[What is needed] Return the listing below unchanged, minus its pictures.
**** Data for processing
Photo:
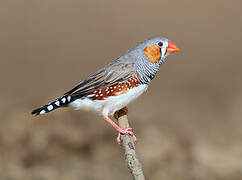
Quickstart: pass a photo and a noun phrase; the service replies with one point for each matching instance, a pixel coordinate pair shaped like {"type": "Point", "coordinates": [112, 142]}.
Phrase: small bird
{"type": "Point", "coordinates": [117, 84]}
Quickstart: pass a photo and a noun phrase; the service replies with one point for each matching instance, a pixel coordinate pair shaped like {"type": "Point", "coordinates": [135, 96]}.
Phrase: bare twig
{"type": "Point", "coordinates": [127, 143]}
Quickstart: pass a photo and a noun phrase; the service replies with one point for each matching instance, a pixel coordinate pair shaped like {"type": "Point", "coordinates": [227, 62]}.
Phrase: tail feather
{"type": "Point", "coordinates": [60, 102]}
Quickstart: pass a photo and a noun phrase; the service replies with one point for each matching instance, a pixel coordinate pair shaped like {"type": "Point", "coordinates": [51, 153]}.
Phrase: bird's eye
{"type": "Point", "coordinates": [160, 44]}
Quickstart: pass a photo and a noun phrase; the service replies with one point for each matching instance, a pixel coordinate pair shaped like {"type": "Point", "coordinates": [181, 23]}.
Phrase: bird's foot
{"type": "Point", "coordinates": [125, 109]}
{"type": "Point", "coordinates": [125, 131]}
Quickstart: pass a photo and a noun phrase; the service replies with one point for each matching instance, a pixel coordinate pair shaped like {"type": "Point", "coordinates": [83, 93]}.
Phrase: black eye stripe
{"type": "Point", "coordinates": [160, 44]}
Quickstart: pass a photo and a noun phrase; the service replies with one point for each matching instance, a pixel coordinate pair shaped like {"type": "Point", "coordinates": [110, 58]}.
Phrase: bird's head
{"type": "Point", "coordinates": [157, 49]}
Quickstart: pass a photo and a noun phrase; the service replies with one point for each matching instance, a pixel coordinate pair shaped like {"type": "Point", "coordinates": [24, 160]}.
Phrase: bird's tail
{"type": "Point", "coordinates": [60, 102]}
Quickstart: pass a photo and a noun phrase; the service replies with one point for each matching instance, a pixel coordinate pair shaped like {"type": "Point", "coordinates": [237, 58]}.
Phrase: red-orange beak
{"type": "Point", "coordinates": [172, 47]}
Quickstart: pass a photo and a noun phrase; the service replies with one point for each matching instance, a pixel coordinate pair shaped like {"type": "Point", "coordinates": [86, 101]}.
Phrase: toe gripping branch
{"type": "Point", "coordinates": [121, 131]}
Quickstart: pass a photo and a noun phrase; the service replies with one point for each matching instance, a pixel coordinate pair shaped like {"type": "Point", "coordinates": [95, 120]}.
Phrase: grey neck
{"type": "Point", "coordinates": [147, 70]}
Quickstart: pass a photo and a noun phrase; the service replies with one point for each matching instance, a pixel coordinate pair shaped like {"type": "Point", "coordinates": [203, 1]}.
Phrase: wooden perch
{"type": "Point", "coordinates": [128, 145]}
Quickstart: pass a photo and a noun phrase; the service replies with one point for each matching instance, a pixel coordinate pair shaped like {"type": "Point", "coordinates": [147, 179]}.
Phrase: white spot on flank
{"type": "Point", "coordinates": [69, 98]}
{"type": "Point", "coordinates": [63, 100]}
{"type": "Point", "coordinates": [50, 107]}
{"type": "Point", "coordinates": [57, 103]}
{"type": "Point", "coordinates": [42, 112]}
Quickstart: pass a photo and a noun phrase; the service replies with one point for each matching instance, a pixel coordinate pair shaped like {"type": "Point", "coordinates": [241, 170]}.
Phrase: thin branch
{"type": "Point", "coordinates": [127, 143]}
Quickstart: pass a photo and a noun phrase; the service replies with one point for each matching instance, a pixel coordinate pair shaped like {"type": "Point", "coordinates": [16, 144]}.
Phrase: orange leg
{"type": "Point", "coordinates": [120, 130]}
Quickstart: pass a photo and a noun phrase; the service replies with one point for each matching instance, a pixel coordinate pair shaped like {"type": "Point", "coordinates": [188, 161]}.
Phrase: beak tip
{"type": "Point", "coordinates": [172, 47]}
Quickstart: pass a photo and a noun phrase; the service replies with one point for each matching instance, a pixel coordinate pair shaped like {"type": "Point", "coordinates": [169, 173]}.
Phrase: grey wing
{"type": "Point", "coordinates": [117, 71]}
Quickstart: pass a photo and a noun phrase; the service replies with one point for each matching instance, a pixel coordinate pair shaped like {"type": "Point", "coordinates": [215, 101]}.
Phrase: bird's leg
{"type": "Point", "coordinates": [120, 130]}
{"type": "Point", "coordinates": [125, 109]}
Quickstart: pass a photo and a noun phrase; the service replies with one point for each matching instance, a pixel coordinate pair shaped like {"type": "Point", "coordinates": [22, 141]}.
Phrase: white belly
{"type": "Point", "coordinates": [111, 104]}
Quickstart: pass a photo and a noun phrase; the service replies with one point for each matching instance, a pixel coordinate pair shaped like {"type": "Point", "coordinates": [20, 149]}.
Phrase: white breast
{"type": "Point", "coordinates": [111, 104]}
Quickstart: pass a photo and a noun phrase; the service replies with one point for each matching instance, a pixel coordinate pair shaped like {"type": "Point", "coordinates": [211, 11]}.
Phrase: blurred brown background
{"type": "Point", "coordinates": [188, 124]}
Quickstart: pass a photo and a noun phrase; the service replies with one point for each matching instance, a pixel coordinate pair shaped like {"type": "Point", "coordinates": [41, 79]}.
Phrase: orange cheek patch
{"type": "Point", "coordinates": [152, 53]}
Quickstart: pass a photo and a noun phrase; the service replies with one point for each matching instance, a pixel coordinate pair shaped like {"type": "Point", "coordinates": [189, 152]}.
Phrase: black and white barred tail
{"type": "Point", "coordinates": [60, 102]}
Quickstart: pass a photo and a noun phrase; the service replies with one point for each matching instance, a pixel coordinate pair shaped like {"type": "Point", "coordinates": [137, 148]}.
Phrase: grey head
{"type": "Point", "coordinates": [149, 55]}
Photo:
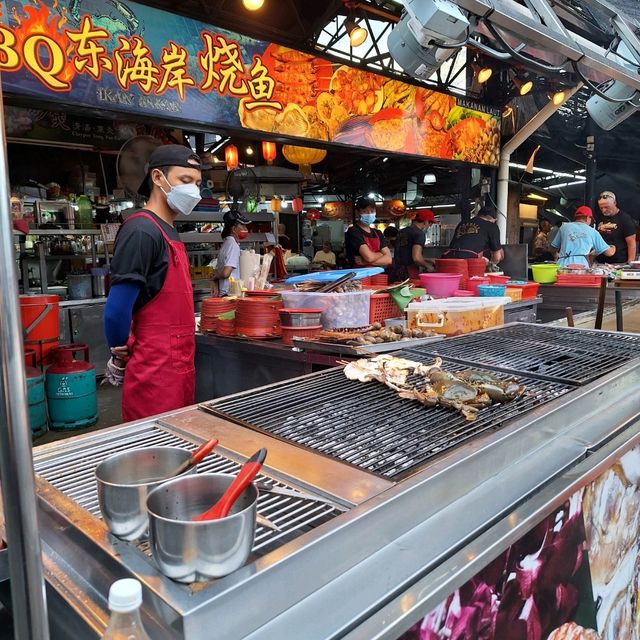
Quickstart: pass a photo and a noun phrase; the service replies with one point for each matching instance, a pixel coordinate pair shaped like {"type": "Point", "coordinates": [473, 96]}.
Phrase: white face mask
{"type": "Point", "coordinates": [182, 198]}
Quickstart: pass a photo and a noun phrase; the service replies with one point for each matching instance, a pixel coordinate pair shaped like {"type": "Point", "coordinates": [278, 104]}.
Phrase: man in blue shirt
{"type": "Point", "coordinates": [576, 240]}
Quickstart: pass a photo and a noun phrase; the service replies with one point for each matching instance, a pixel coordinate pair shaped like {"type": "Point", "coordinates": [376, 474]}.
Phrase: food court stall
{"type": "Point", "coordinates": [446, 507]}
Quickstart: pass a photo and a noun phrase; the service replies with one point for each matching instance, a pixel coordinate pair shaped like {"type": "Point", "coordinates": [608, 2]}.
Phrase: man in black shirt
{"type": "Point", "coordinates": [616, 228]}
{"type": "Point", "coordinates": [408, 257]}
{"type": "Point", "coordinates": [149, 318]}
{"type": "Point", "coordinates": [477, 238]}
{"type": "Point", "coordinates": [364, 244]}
********
[Exercise result]
Photo:
Quickstart: pass a photo and a noun phrase; the service replies with one point for each matching instance, a pixel coordinate pair shaped like {"type": "Point", "coordinates": [112, 142]}.
Phrase: small bird
{"type": "Point", "coordinates": [117, 84]}
Quickstart: pass a photo and a noun phrase; the service replies with one point for each matching instance, a pixel coordinate pair shaped like {"type": "Point", "coordinates": [135, 96]}.
Phrase: bare twig
{"type": "Point", "coordinates": [127, 143]}
Quickstart: pass a photo and a noun phrase; the service replies with one point for each matching instance, a pixel coordinate pair shaped like {"type": "Point", "coordinates": [227, 62]}.
Phrase: tail feather
{"type": "Point", "coordinates": [60, 102]}
Quickstart: pass a photo and a noun phrase; the service replies with one point for each matching instance, a pixel coordinate pair shaped like {"type": "Point", "coordinates": [51, 153]}.
Phrase: bird's eye
{"type": "Point", "coordinates": [160, 44]}
Quickstart: pass a photo and a noun phrase; the service replies with one point for each matching instance, a pixel coordinate pair shaped like {"type": "Point", "coordinates": [181, 23]}.
Phrase: bird's foot
{"type": "Point", "coordinates": [125, 109]}
{"type": "Point", "coordinates": [125, 131]}
Quickstart: pass a photo and a noun phrase; the service replies with one point for each matching instance, a pixel coordinate pair shaped like {"type": "Point", "coordinates": [83, 93]}.
Phrase: black eye stripe
{"type": "Point", "coordinates": [160, 44]}
Quickstart: pass a photo and a noun phrase; the service replies with one point for each matching instance, a pixel coordinate pair shaped like {"type": "Point", "coordinates": [110, 58]}.
Phrase: bird's head
{"type": "Point", "coordinates": [157, 49]}
Quickstart: pass a photo and a noun phrase; the service replies with one point for each matching instance, a pixel coordinate pair shaped like {"type": "Point", "coordinates": [24, 160]}.
Phrase: bird's tail
{"type": "Point", "coordinates": [60, 102]}
Quickstart: pass a photo and a noun phrase; the service replies with one point for each matching instance, a pixel coordinate pair shaped like {"type": "Point", "coordinates": [237, 58]}.
Phrase: red-orange beak
{"type": "Point", "coordinates": [172, 47]}
Quickstart: pass a photo and a noun phrase; the service replies with one point for each matching instance, a pixel coordinate pair shaped like {"type": "Point", "coordinates": [86, 101]}.
Phrase: toe gripping branch
{"type": "Point", "coordinates": [121, 131]}
Quickstart: pass a photo and a noun phrase; the service replies with one point for each matching instance, a pixel coordinate pair shaped like {"type": "Point", "coordinates": [95, 120]}.
Phrase: grey neck
{"type": "Point", "coordinates": [147, 70]}
Quickstart: pass a photo and a noun phrase; the service replies with one point for each matching instance, a pixel coordinate pair shaped like {"type": "Point", "coordinates": [203, 1]}.
Phrase: wooden perch
{"type": "Point", "coordinates": [128, 145]}
Quickstart: pass a photo and a noun phrase; the service replies with one point for each matching instance, a pixel coordinate pair shaped like {"type": "Point", "coordinates": [147, 179]}.
Phrase: white spot on flank
{"type": "Point", "coordinates": [69, 98]}
{"type": "Point", "coordinates": [63, 100]}
{"type": "Point", "coordinates": [50, 107]}
{"type": "Point", "coordinates": [57, 103]}
{"type": "Point", "coordinates": [42, 112]}
Quickstart: pass a photo and a noun phrase; the service replies with one point for each matching instance, a pixel coordinate pair shaped like {"type": "Point", "coordinates": [241, 170]}.
Phrase: thin branch
{"type": "Point", "coordinates": [127, 143]}
Quickstart: pass a photo and a noun phrase; the service replies with one point for each matching instance, a pixel coordinate pair shaped like {"type": "Point", "coordinates": [16, 144]}.
Phrase: orange leg
{"type": "Point", "coordinates": [120, 130]}
Quickstart: pass a photo and a noun phrase; the service replies with one point for each matching instance, a pixel coordinate pair shaped like {"type": "Point", "coordinates": [188, 161]}.
Phrase: beak tip
{"type": "Point", "coordinates": [172, 47]}
Quickstart: pass a photo and a noun phrase; the service replies with one point for each matching instance, a pixel coordinate pair shaped like {"type": "Point", "coordinates": [169, 173]}.
Phrase: grey wing
{"type": "Point", "coordinates": [117, 71]}
Quickstart: pass a photo and a noun phrase; the service replies with one point for each matching instance, a pixel coordinate pair shaped like {"type": "Point", "coordinates": [215, 101]}.
Phrase: bird's leg
{"type": "Point", "coordinates": [120, 130]}
{"type": "Point", "coordinates": [125, 109]}
Quickstart: pass a photo and a noun phrase; the service replies with one point for each matching instance, a pixel coordinate pair shaped like {"type": "Point", "coordinates": [22, 141]}.
Phrase: white belly
{"type": "Point", "coordinates": [111, 104]}
Quickstart: pass a photo and a noun phrase; the service replies with one point for each matching instance, a pixel coordinate pair shaped like {"type": "Point", "coordinates": [20, 149]}.
Phrase: white breast
{"type": "Point", "coordinates": [111, 104]}
Quickstart: pass a photo and a noun phrase; the service replies with one point for each matching instance, a pixel coordinate pair shaped like {"type": "Point", "coordinates": [211, 11]}.
Phrase: blurred brown background
{"type": "Point", "coordinates": [188, 124]}
Quickstart: pass a photo and a noun phrase; the service replies with one point for each matching instance, a pixel coordinate pair shaped like {"type": "Point", "coordinates": [41, 79]}.
Phrase: orange cheek patch
{"type": "Point", "coordinates": [152, 53]}
Quickstart: pass a photo and a noun phrase; the service replies with one point for each matching instance, a pixel coordinate pair shaped like {"type": "Point", "coordinates": [189, 152]}.
Phrase: black and white barred tail
{"type": "Point", "coordinates": [60, 102]}
Quickstart: pass a photo and a noun phrase; the service replies with one point for each matching instance, a pixel coordinate pair shaped like {"type": "Point", "coordinates": [137, 148]}.
Phrase: grey head
{"type": "Point", "coordinates": [149, 55]}
Photo:
Quickstart: pass a photo and a noun phrase; the service replies with one point for each matching instance, a pixel coordinate pair shaped like {"type": "Point", "coordinates": [473, 96]}.
Phrase: white face mask
{"type": "Point", "coordinates": [182, 198]}
Quickstart: pass a photo and a noun phrase; the service replies with one point for each matching instance, a pixel coordinate pair shaped like {"type": "Point", "coordinates": [278, 104]}.
Phrase: man in blue shirt
{"type": "Point", "coordinates": [576, 240]}
Quickstart: pass a photo and a noun phrase; the service replies with one point for each matching instance, a pixel coordinate pair shaped like {"type": "Point", "coordinates": [376, 474]}.
Phrase: food court stall
{"type": "Point", "coordinates": [446, 507]}
Quickstart: pass a photo and a noun phrase; the service replies with one point for each matching instance, a pixel coordinate pair shaped like {"type": "Point", "coordinates": [608, 2]}.
Phrase: man in black shirt
{"type": "Point", "coordinates": [616, 228]}
{"type": "Point", "coordinates": [408, 257]}
{"type": "Point", "coordinates": [149, 318]}
{"type": "Point", "coordinates": [477, 238]}
{"type": "Point", "coordinates": [364, 244]}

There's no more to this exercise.